Task goal
Write out the data below line for line, leaving out the pictures.

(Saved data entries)
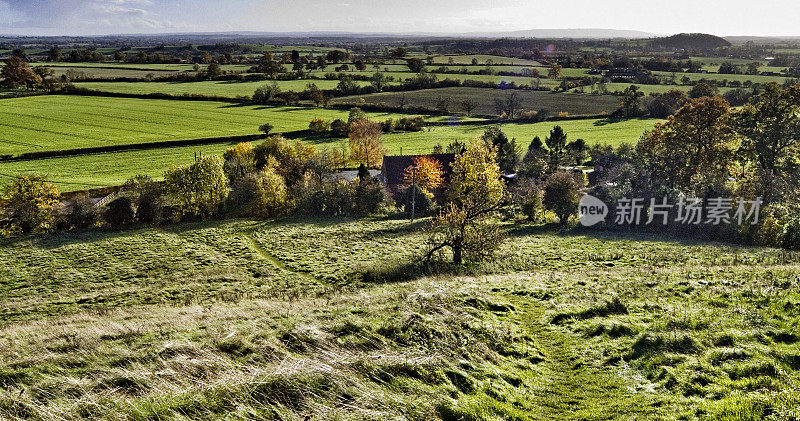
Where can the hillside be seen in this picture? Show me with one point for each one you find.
(319, 318)
(690, 42)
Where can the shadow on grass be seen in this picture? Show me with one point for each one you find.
(611, 120)
(411, 270)
(606, 234)
(61, 239)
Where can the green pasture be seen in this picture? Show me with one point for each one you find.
(572, 103)
(94, 170)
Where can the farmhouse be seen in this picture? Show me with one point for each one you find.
(394, 168)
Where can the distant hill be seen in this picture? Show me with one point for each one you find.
(574, 33)
(761, 40)
(690, 42)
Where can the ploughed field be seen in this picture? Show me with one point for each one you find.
(324, 318)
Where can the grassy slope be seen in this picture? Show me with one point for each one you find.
(574, 104)
(230, 89)
(78, 172)
(256, 320)
(46, 123)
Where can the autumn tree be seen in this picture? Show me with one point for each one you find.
(29, 201)
(197, 189)
(366, 145)
(291, 161)
(554, 72)
(427, 173)
(469, 105)
(770, 126)
(262, 194)
(507, 154)
(465, 226)
(631, 101)
(17, 72)
(698, 139)
(561, 195)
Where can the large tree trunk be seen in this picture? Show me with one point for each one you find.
(458, 251)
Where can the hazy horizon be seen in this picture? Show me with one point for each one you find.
(111, 17)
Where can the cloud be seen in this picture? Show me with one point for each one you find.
(91, 16)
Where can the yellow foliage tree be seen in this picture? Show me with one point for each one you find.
(366, 145)
(28, 203)
(428, 174)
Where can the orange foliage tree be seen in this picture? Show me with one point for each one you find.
(429, 174)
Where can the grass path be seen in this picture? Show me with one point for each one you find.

Final result
Where can the hillside be seen in this picture? Show me with one point for each one you find.
(319, 318)
(690, 42)
Where can the shadow on grass be seen in this picture? Show me with one point for each one you find.
(611, 120)
(411, 270)
(606, 234)
(61, 239)
Where can the green pasture be seen in this picture? Show me with one point for each one you find.
(572, 103)
(94, 170)
Where can the farmhouse be seen in this picture? Show me with one point for each one you find.
(394, 168)
Where can the distant hill be seen in this picture? Show me with one point for each one you find.
(574, 33)
(761, 40)
(690, 42)
Where can the ploughed field be seen in this picture? Show me with one point for each one you find.
(324, 318)
Where can the grassy slope be seen in this picture? Show me with one point for each one you find.
(574, 104)
(230, 89)
(78, 172)
(256, 320)
(46, 123)
Where can the autumn tree be seen in this picture? Show me with one point for each one you find.
(29, 201)
(197, 189)
(366, 145)
(291, 161)
(554, 72)
(427, 173)
(469, 105)
(770, 126)
(262, 194)
(507, 154)
(465, 226)
(631, 101)
(17, 72)
(698, 139)
(561, 195)
Where can the large tree trunk be seen in this picture? Show me with one point for each one you find.
(458, 251)
Where can the hazy horizon be seen in this picture? Show me with one point for each one you find.
(111, 17)
Where can the cloud be seen in this picture? Show me with one point for each one you find.
(91, 16)
Where can the yellow foliage tree be seen in this picture? Show me with one point for each one you find.
(366, 145)
(28, 203)
(428, 174)
Where can the orange foliage tree be seen in this picture? Show me with one point for each one you find.
(429, 174)
Where can the grass path be seen in this picture? Show me with one point for each one you find.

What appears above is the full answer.